Make an exact copy of the entries below.

Start of Supplied records

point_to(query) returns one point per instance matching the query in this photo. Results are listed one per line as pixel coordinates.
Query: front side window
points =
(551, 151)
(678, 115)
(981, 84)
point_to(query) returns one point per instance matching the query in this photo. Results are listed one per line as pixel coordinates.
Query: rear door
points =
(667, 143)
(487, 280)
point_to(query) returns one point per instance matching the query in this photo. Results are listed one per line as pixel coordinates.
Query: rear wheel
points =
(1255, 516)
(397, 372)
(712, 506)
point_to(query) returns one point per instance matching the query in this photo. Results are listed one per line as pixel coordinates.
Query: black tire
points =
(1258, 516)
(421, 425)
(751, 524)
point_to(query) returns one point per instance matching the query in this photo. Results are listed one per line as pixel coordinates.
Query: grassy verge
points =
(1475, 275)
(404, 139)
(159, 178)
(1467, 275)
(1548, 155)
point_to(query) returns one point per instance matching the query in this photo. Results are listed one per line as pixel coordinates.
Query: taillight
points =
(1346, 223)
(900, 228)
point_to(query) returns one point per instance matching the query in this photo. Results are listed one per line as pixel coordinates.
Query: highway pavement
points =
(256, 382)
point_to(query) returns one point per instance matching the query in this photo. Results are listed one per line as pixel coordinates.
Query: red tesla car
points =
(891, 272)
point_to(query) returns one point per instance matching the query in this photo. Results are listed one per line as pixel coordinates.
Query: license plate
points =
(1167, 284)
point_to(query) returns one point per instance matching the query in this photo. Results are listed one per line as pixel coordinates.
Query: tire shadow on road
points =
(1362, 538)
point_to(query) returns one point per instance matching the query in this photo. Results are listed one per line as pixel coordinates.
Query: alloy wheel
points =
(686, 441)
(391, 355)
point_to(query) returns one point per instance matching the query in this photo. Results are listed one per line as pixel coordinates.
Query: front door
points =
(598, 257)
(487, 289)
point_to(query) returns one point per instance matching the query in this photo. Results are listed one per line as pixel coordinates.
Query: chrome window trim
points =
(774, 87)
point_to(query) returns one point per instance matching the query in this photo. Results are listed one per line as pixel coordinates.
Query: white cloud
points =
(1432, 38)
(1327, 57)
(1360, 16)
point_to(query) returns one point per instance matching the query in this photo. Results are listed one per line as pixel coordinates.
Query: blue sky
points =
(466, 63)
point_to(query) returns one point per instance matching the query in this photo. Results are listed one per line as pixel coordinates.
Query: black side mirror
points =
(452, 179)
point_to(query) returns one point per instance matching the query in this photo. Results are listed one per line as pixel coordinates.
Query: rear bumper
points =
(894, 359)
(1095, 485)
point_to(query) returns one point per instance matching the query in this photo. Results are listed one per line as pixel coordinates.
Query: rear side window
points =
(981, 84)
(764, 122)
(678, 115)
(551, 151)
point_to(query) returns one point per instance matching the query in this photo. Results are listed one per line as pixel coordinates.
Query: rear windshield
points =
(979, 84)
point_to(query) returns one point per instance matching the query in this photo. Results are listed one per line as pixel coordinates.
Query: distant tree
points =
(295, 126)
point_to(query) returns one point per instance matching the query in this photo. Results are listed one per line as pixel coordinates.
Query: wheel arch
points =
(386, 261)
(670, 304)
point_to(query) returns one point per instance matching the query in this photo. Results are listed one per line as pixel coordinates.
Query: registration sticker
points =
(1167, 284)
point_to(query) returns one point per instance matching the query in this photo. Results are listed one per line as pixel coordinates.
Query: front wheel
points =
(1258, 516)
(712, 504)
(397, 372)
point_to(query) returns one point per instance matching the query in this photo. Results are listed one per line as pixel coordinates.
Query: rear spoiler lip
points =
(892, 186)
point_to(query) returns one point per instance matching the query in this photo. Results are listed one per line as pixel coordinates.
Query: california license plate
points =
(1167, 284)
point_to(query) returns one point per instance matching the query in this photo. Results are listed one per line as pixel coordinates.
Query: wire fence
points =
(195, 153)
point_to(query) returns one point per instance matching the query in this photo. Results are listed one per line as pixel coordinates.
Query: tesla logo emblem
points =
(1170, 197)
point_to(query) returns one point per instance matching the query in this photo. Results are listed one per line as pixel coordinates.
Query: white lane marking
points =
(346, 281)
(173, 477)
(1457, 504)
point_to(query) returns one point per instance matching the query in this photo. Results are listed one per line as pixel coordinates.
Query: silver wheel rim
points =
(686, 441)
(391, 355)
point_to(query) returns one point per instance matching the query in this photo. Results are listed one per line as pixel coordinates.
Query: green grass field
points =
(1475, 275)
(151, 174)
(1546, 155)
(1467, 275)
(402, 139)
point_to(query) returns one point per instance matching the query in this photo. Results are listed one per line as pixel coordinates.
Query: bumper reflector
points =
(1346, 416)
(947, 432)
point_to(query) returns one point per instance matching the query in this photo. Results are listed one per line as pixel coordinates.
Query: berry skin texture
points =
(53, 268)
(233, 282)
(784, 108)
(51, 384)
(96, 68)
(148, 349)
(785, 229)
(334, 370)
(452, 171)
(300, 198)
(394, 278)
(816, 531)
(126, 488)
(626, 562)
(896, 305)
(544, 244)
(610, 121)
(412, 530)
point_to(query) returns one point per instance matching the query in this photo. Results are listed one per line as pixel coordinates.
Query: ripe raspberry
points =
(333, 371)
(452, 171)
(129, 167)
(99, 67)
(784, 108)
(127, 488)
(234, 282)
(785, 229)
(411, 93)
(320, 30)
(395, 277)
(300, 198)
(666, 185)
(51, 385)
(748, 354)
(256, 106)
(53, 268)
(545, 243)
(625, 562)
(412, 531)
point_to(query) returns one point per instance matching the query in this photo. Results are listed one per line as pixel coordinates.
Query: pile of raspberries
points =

End of Supplied records

*Solution for this problem:*
point_to(query) returns one point per instance matching the query in this photo. Results are listed one per line as pixel coordinates.
Query: front side window
points =
(551, 151)
(678, 115)
(981, 84)
point_to(query) returns one point per instance matching the query in this photo. Results are listed one per line as pixel coordinates.
Query: rear door
points =
(667, 143)
(487, 280)
point_to(query) returns one point per instance matching the query in this photo. Results are listed one per line as pixel coordinates.
Query: rear wheel
points =
(1255, 516)
(397, 372)
(712, 506)
point_to(query) returns one point per instance matching the query in this photo. Results are listed one per line as pixel coordinates.
Query: black tire
points =
(1258, 516)
(421, 425)
(751, 524)
point_to(query) returns one point per instance matching the query in this photo. Results are listed one per line as pixel coordinates.
Query: grassy verge
points =
(1475, 275)
(404, 139)
(159, 178)
(1467, 275)
(1548, 155)
point_to(query) returns one point per instance matching the query in this photo. Results are listed one per line as pixel coordinates.
Query: taillight
points =
(1346, 223)
(900, 228)
point_to(query) returns one point per instance matching the query in this photo. Results are listed one per line as pixel coordinates.
Query: highway pavement
points =
(256, 382)
point_to(query) returns one point per instance matching the query in this photo. Results are listed one per line as pixel coordinates.
Query: red tesla car
points =
(891, 272)
point_to(query) returns one point per instance matching the query in this photo. Results are listed one per line as pixel coordinates.
Query: license plate
points =
(1167, 284)
point_to(query) returns one point per instance matching the query in this photo. Results are listed one per line as pixel coordinates.
Query: tire shadow on road
points =
(1362, 538)
point_to(query) returns one point per instance matching the query in this photo. Results are listed one per line as pixel coordinates.
Query: alloy wheel
points =
(686, 441)
(391, 355)
point_to(query) returns one point per instance matching the query in this photo. Results are listed one per line as pixel coordinates.
Query: front door
points =
(598, 257)
(487, 289)
point_to(query) returns one point per instance matching the query in this photo. Results are listed one per line as pixel coordinates.
Query: chrome window trim
points =
(774, 87)
point_to(query) returns one point per instance matching the query in this photo. Results are listed one per line as pixel coordinates.
Query: white cloud
points =
(1432, 38)
(1327, 57)
(1360, 16)
point_to(query) returns one point per instance matching the query in this photo. Results are listed one per line as pixel coordinates.
Query: blue sky
points =
(466, 63)
point_to(query) returns one point per instance matching the query in this photo. Results are listed one per line as pixel coordinates.
Query: black side mirror
points =
(452, 179)
point_to(query) returns one point per instance matching the query in this photo. Results are listed one per line as pixel coordinates.
Query: rear bumper
points =
(894, 359)
(1095, 485)
point_to(query) returns one point per instance matching the query in this photo. Results are listed one per line as pixel coordinates.
Query: rear side window
points =
(981, 84)
(764, 122)
(678, 115)
(551, 151)
point_to(query) returns one point per instance matching the query in this photo. Results are listed one per line as pixel coordinates.
Query: rear windshield
points =
(979, 84)
point_to(query) returns one point per instance matching the query in this photo. Results are listed one per line as pixel coordinates.
Query: distant tree
points =
(295, 126)
point_to(query) returns one point per instance matching the query in this photo. Results are listed one per line as pixel coordinates.
Query: wheel arch
points =
(386, 261)
(670, 304)
point_to(query) returns one point per instance matching the query in this photo. Results are listed one per line as pixel coordinates.
Query: registration sticker
points =
(1167, 284)
point_to(query) returns one point per instance matching the query in this photo. Results are listed one per line as pixel coordinates.
Query: front wheel
points =
(1258, 516)
(712, 504)
(397, 372)
point_to(query) returns one point per instance matching the query in this photo. Results are listed one per line as pixel coordinates.
Query: rear spoiler lip
points =
(892, 186)
point_to(query) returns one point per instance matching the query in this photo. Results are listed one per line as pixel coordinates.
Query: california license plate
points =
(1167, 284)
point_to(query) returns one point per instance matching the query in this photo. Results are listed one per line as pixel coordinates.
Query: wire fence
points =
(195, 153)
point_to(query) returns one point per instance matching the query in this photo. Results are listed one per line as pixel coordinates.
Query: tesla logo emblem
points =
(1170, 197)
point_to(query) returns one point per instance matching the query in this photo. Results are listed one per line as pixel coordinates.
Query: white lane marking
points =
(346, 281)
(173, 477)
(1457, 504)
point_to(query) returns one point per instance matching the query in this photo. Results are listed one per line as pixel coordinates.
Query: silver wheel rim
points =
(686, 441)
(391, 355)
point_to(query) returns one point per instance matching the query in this photo. Results are listed one per line as pixel coordinates.
Query: green grass field
points =
(1475, 275)
(151, 174)
(1546, 155)
(1467, 275)
(402, 139)
point_to(query) returns one point per instance matching the query in this photo. Results are listed one per line as pixel coordinates.
Query: bumper reflector
points =
(1346, 416)
(947, 432)
point_to(query) returns one point per instance matching the query in this photo. Results are listed one per line as pixel coordinates.
Query: berry skin texture
points =
(53, 268)
(233, 282)
(784, 108)
(51, 384)
(96, 68)
(148, 349)
(785, 229)
(334, 370)
(452, 171)
(300, 198)
(394, 278)
(816, 531)
(126, 488)
(626, 562)
(896, 305)
(544, 244)
(610, 121)
(412, 530)
point_to(query) returns one point per instance matching the query in this photo. Results are listed one per line as pixel coordinates.
Query: ripe raspberry
points =
(333, 371)
(452, 171)
(129, 167)
(99, 67)
(784, 108)
(127, 488)
(234, 282)
(785, 229)
(411, 93)
(320, 30)
(395, 277)
(300, 198)
(666, 185)
(51, 385)
(748, 354)
(256, 106)
(53, 268)
(545, 243)
(625, 562)
(412, 531)
point_to(query) returns one point per instance matching the query in this photo. Results are listed one per line as pixel coordinates.
Query: pile of raspberries
points =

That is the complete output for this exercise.